Required work:
Will you output all of the data below exactly, omitting the images?

Records provided:
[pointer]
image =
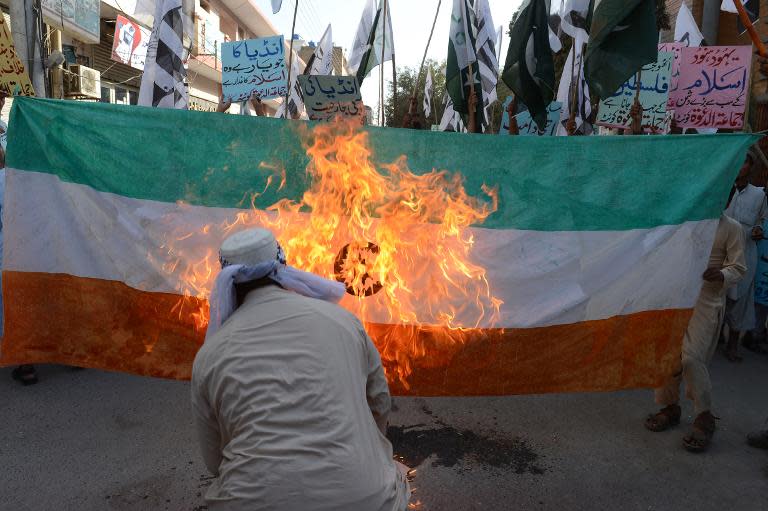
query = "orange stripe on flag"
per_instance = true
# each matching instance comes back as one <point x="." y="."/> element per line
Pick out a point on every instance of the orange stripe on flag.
<point x="59" y="318"/>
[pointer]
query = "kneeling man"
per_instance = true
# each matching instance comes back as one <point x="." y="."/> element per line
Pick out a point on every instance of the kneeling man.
<point x="288" y="392"/>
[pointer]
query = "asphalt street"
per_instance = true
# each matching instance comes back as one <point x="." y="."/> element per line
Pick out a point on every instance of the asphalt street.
<point x="93" y="440"/>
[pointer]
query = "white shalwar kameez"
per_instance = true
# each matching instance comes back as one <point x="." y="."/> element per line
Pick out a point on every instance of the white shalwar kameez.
<point x="748" y="207"/>
<point x="700" y="339"/>
<point x="290" y="403"/>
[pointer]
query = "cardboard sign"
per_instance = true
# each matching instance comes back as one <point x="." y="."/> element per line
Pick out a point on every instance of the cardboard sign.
<point x="79" y="18"/>
<point x="328" y="97"/>
<point x="13" y="77"/>
<point x="130" y="43"/>
<point x="654" y="85"/>
<point x="254" y="66"/>
<point x="713" y="87"/>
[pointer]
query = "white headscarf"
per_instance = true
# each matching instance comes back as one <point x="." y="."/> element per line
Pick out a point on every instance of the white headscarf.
<point x="223" y="299"/>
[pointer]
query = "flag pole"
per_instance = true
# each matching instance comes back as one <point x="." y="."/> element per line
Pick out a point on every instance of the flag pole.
<point x="290" y="59"/>
<point x="381" y="62"/>
<point x="751" y="29"/>
<point x="426" y="49"/>
<point x="637" y="122"/>
<point x="571" y="125"/>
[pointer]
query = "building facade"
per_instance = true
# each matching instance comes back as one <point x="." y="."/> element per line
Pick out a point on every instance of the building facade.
<point x="213" y="22"/>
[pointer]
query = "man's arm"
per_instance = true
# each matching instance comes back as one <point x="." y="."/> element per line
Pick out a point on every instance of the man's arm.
<point x="735" y="265"/>
<point x="207" y="427"/>
<point x="376" y="388"/>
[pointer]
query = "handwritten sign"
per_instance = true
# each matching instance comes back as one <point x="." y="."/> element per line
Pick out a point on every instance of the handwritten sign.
<point x="254" y="66"/>
<point x="328" y="97"/>
<point x="75" y="17"/>
<point x="713" y="87"/>
<point x="674" y="77"/>
<point x="525" y="124"/>
<point x="13" y="78"/>
<point x="655" y="79"/>
<point x="130" y="43"/>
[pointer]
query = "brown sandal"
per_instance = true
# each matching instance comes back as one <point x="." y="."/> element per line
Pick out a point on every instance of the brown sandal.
<point x="702" y="431"/>
<point x="666" y="418"/>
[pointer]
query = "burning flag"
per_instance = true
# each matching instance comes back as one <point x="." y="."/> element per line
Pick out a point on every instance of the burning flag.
<point x="473" y="274"/>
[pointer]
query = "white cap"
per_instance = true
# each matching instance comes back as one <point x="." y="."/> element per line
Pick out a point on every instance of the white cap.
<point x="250" y="247"/>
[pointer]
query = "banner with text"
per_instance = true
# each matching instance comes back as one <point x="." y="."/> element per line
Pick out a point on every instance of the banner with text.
<point x="254" y="67"/>
<point x="13" y="77"/>
<point x="655" y="79"/>
<point x="130" y="43"/>
<point x="327" y="97"/>
<point x="713" y="88"/>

Output for this task:
[pointer]
image =
query = "orange stripe on flag"
per_instance = true
# each matching instance comes back as one <point x="." y="."/> element per line
Pick out a point on every instance of the orange stripe on flag.
<point x="59" y="318"/>
[pointer]
query = "kneeling man"
per_instance = true
# each matching instance comes back as one <point x="." y="."/> element per line
Pick out a point on every instance of the kneeling man.
<point x="288" y="392"/>
[pointer]
query = "asphalt street"
per_instance = true
# each matching instance comes back as one <point x="." y="."/> element per line
Pick out a point on every instance of the asphalt street.
<point x="93" y="440"/>
[pointer]
query = "white shalwar kameez"
per_instance = true
# each matching instance comes back as one <point x="." y="."/> element per line
Pick out a point on every instance of the white shalwar kameez.
<point x="748" y="207"/>
<point x="700" y="339"/>
<point x="290" y="403"/>
[pointer]
query = "cardboard sign"
per_instance = true
# each matching instance comes back as one <point x="." y="."/> element per line
Pick out a point on every instance of the cardboard sign.
<point x="79" y="18"/>
<point x="328" y="97"/>
<point x="13" y="77"/>
<point x="130" y="43"/>
<point x="654" y="85"/>
<point x="254" y="66"/>
<point x="713" y="87"/>
[pointer]
query = "white headscarf"
per_instance = true
# each matching instance comes back as one <point x="." y="."/> element per line
Pick out a point on every instance of the white headscarf.
<point x="223" y="299"/>
[pointer]
query = "flag pole"
per_instance = true
# each matching instance comes back as one <point x="." y="."/> element per line
Pick out a point on every instance of the flag pole.
<point x="290" y="59"/>
<point x="381" y="62"/>
<point x="751" y="29"/>
<point x="426" y="49"/>
<point x="637" y="122"/>
<point x="571" y="125"/>
[pointer]
query = "building facade"
per_instance = true
# each matching instance comes back as one <point x="." y="."/> element per line
Pick out a point on every instance of the building facade.
<point x="213" y="22"/>
[pointer]
query = "man's arm"
per_instance = true
# each matching instance comes back as one <point x="." y="."/> element per line
Pick out a point on every instance of the man's arm.
<point x="735" y="265"/>
<point x="207" y="427"/>
<point x="376" y="388"/>
[pointer]
query = "handwritten sign"
per_instance = true
# each matching instance comes back as one <point x="." y="."/> element per line
Pick out a point on every instance of the handwritten sign.
<point x="254" y="66"/>
<point x="328" y="97"/>
<point x="75" y="17"/>
<point x="713" y="87"/>
<point x="674" y="77"/>
<point x="525" y="124"/>
<point x="13" y="78"/>
<point x="655" y="79"/>
<point x="130" y="43"/>
[pointer]
query = "brown sandal"
per_instance = true
# each matching instance comes back as one <point x="." y="."/> element per line
Pick out a point on every instance of the brown sandal.
<point x="702" y="431"/>
<point x="666" y="418"/>
[pointer]
query = "burning flag"
per_instance = true
# each matching instance comes back as one <point x="." y="."/> element per line
Pick out a point on every instance of the burning flag.
<point x="473" y="274"/>
[pointer]
query = "white cap"
per_instance = true
# each matching instance comes back as one <point x="." y="."/> element per line
Pick out a point on every instance of the white cap.
<point x="250" y="247"/>
[pointer]
query = "banner with text"
per_instance = true
# each matching instance comes back as one <point x="." y="."/> element per line
Pick out a point on every instance of the banner with text.
<point x="254" y="67"/>
<point x="13" y="77"/>
<point x="655" y="79"/>
<point x="130" y="43"/>
<point x="327" y="97"/>
<point x="713" y="88"/>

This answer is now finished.